### Required action A
In the article on brain-cell computers, rewrite the part starting with "A team from" and going on through "spearheading the work.", changing "ceiling" to "limit".
### Required action B
Write the next few sentences of the article about biocomputers built from human brain cells, picking up after its final sentence.

=== Reading passage ===

Will future Computers Run on Human Brain Cells? - ATLANTIS RISING THE RESEARCH REPORT (original) (raw)
A “biocomputer” powered by human brain cells could be developed within our lifetime, according to researchers who expect such technology to exponentially expand the capabilities of modern computing and create novel fields of study.
A team from Johns Hopkins University has outlines their plan for “organoid intelligence” in the journal Frontiers in Science.
“Computing and artificial intelligence have been driving the technology revolution, but they are reaching a ceiling,” said Thomas Hartung, professor of environmental health who is spearheading the work.
“Biocomputing is an enormous effort of compacting computational power and increasing its efficiency to push past our current technological limits.”
For nearly two decades scientists have used tiny organoids, lab-grown tissue resembling fully grown organs, to experiment on kidneys, lungs, and other organs without resorting to human or animal testing. More recently Hartung and colleagues at Johns Hopkins have been working with brain organoids, orbs the size of a pen dot with neurons and other features that promise to sustain basic functions like learning and remembering.

=== Information ===

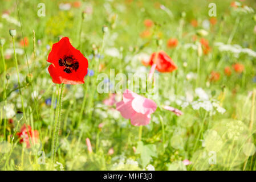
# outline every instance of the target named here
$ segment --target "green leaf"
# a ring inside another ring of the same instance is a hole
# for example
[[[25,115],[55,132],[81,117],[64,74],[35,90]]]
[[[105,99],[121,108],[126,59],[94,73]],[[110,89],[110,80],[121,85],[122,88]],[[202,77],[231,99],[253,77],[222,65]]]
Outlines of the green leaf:
[[[155,144],[150,144],[144,145],[141,141],[137,142],[136,154],[140,154],[141,164],[143,168],[146,167],[152,157],[157,156],[156,153],[156,147]]]

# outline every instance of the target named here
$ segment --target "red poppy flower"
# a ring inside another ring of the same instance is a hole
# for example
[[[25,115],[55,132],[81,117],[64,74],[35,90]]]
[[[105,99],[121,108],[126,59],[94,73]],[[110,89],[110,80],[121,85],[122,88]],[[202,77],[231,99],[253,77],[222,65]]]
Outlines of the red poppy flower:
[[[233,65],[233,68],[237,73],[240,73],[243,71],[245,69],[245,67],[241,63],[236,63]]]
[[[212,17],[210,18],[210,23],[212,25],[215,25],[217,23],[217,18],[215,17]]]
[[[88,61],[65,37],[54,44],[47,61],[51,63],[48,71],[55,84],[82,84],[87,74]]]
[[[210,81],[217,81],[220,80],[221,74],[219,72],[212,71],[210,73]]]
[[[167,47],[169,48],[174,48],[178,46],[178,41],[177,39],[170,38],[167,42]]]
[[[231,73],[230,68],[229,67],[226,67],[224,68],[224,73],[225,75],[226,75],[227,76],[230,76]]]
[[[157,58],[156,58],[156,54],[157,55]],[[172,58],[164,51],[153,53],[149,61],[151,65],[156,64],[156,69],[160,72],[172,72],[178,68]]]
[[[39,138],[38,131],[37,130],[32,130],[30,126],[27,125],[26,126],[25,124],[22,126],[21,129],[21,132],[18,132],[17,135],[21,138],[19,143],[25,142],[27,148],[30,148],[31,143],[32,144],[37,143]]]

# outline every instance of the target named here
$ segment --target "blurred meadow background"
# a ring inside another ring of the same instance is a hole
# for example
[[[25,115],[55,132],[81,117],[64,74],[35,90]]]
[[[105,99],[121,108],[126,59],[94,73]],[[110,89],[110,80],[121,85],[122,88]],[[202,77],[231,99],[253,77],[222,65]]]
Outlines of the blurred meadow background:
[[[0,169],[255,170],[255,9],[254,0],[1,0]],[[46,60],[63,36],[89,67],[85,84],[64,85],[59,123]],[[157,109],[133,126],[115,109],[121,94],[97,92],[97,75],[148,73],[159,49],[178,68],[156,71],[157,96],[142,95]]]

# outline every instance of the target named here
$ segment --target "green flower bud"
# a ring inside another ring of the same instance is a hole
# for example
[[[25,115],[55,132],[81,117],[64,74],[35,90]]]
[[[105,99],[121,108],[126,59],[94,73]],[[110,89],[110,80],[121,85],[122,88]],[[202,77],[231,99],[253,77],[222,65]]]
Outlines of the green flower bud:
[[[3,38],[0,38],[0,46],[3,46],[5,43],[5,39]]]
[[[208,32],[204,29],[200,29],[197,31],[197,35],[201,36],[205,36],[208,35]]]
[[[23,113],[22,111],[17,111],[16,113],[16,119],[17,119],[18,121],[20,121],[22,119],[22,118],[23,117]]]
[[[10,29],[9,30],[10,35],[11,36],[15,36],[17,34],[15,29]]]

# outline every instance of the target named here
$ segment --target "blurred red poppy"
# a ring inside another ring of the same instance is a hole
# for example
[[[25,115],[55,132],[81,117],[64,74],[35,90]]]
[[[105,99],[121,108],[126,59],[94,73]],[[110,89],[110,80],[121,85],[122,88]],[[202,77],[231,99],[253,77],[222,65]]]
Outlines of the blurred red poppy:
[[[210,73],[210,81],[217,81],[220,80],[221,74],[219,72],[212,71]]]
[[[235,64],[233,64],[232,67],[235,72],[238,73],[242,73],[245,69],[243,65],[241,63],[235,63]]]
[[[156,57],[156,55],[157,57]],[[175,63],[164,51],[154,52],[151,55],[149,64],[156,64],[156,69],[160,72],[172,72],[178,67]]]
[[[167,42],[167,47],[169,48],[174,48],[178,46],[178,41],[176,38],[170,38]]]
[[[55,84],[82,84],[87,74],[88,61],[64,37],[54,44],[48,56],[48,71]]]
[[[224,73],[226,76],[230,76],[231,73],[230,68],[229,67],[226,67],[224,68]]]
[[[21,129],[21,132],[17,133],[20,138],[19,143],[25,142],[27,148],[30,148],[31,144],[34,144],[38,142],[39,134],[37,130],[32,130],[29,125],[24,124]]]
[[[211,18],[210,18],[210,24],[212,24],[212,25],[215,25],[217,23],[217,18],[215,17],[212,17]]]

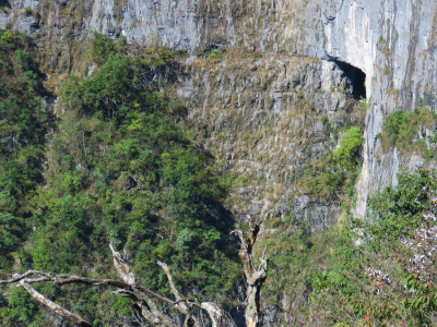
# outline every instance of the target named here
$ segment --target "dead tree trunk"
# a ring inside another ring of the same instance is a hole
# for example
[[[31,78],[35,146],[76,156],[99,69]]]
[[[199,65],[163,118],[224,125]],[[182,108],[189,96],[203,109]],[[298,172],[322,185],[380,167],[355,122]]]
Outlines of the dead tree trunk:
[[[241,243],[238,256],[241,259],[247,281],[245,311],[247,327],[256,327],[261,316],[260,292],[261,287],[267,279],[269,269],[269,258],[265,254],[267,249],[264,249],[264,251],[262,252],[262,256],[260,258],[260,264],[258,265],[258,267],[253,263],[253,245],[257,241],[261,223],[262,221],[252,225],[252,221],[249,217],[249,232],[245,233],[240,230],[232,232],[238,235]]]
[[[252,258],[252,249],[257,240],[257,235],[260,229],[260,225],[257,223],[253,227],[250,225],[250,232],[248,234],[237,230],[234,231],[239,237],[241,247],[238,253],[245,270],[247,279],[247,306],[246,306],[246,324],[248,327],[255,327],[259,320],[261,314],[260,307],[260,290],[263,281],[267,278],[268,271],[268,258],[265,256],[265,250],[260,259],[260,265],[256,267]],[[70,320],[79,326],[90,327],[92,324],[86,322],[80,315],[72,313],[59,304],[47,299],[38,291],[36,291],[31,284],[40,283],[46,281],[52,281],[54,284],[62,286],[68,283],[83,283],[88,286],[106,286],[117,288],[114,294],[129,298],[135,303],[135,308],[141,315],[147,320],[151,326],[156,327],[177,327],[176,319],[166,313],[167,310],[173,306],[179,314],[185,316],[184,327],[202,327],[203,323],[199,322],[193,315],[193,308],[203,310],[208,313],[212,327],[227,327],[235,326],[232,319],[228,319],[225,312],[216,304],[212,302],[190,302],[184,299],[177,290],[172,272],[165,263],[157,262],[167,275],[170,289],[176,300],[170,300],[163,296],[143,286],[138,286],[135,282],[135,276],[131,265],[114,249],[113,244],[109,244],[114,266],[118,272],[118,276],[122,279],[94,279],[70,274],[51,274],[39,270],[28,270],[22,275],[13,275],[11,279],[0,280],[1,284],[17,283],[17,287],[23,287],[35,300],[49,307],[52,312],[59,314],[62,318]],[[167,308],[161,308],[156,303],[156,300],[162,304],[165,304]]]

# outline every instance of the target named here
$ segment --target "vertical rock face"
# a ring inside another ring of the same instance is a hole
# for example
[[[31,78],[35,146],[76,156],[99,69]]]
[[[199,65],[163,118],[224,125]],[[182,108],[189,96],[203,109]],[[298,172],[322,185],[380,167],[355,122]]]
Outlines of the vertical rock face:
[[[435,109],[437,3],[434,0],[8,0],[0,3],[0,27],[34,35],[47,48],[48,71],[54,72],[66,72],[74,65],[74,60],[83,55],[79,45],[92,31],[113,37],[125,35],[140,44],[161,43],[190,53],[221,46],[237,47],[260,52],[287,51],[358,68],[366,74],[369,108],[363,170],[357,183],[357,216],[365,213],[373,191],[395,182],[401,167],[413,169],[423,162],[417,156],[403,158],[395,149],[383,153],[378,133],[383,118],[393,110],[412,110],[420,99]],[[25,8],[31,8],[34,15],[26,15]],[[206,72],[197,78],[208,85],[210,76]],[[220,93],[213,88],[223,87],[223,83],[198,89],[205,93],[199,98]],[[269,110],[276,112],[284,100],[281,93],[271,93],[274,105]],[[329,101],[323,106],[328,105]],[[192,101],[192,117],[204,118],[212,112],[206,112],[211,108],[200,99]],[[251,107],[246,106],[241,110]],[[262,119],[258,121],[262,124]],[[285,137],[282,131],[276,132],[282,134],[275,137]],[[235,157],[234,150],[226,148],[222,155]],[[274,161],[269,165],[271,171],[276,170]],[[281,165],[290,162],[284,159]]]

===

### Answer box A
A team from Johns Hopkins University has outlines their plan for “organoid intelligence” in the journal Frontiers in Science.
“Computing and artificial intelligence have been driving the technology revolution, but they are reaching a limit,” said Thomas Hartung, professor of environmental health who is spearheading the work.

### Answer box B
“This opens up research on how the human brain works,” Hartung said. “Because you can start manipulating the system, doing things you cannot ethically do with human brains.”
Hartung began to grow and assemble brain cells into functional organoids in 2012 using cells from human skin samples reprogrammed into an embryonic stem cell-like state. Each organoid contains about 50,000 cells, about the size of a fruit fly’s nervous system. He now envisions building a futuristic computer with such brain organoids.
Computers that run on this “biological hardware” could in the next decade begin to alleviate energy-consumption demands of supercomputing that are becoming increasingly unsustainable, Hartung said. Even though computers process calculations involving numbers and data faster than humans, brains are much smarter in making complex logical decisions, like telling a dog from a cat.
To assess the ethical implications of working with organoid intelligence, a diverse consortium of scientists, bioethicists, and members of the public have been embedded within the team.
But what if the mind is something more than physical brain cells? In the past, when conventional medicine has been confronted with evidence of mind beyond the physical body, the evidence has often been explained away.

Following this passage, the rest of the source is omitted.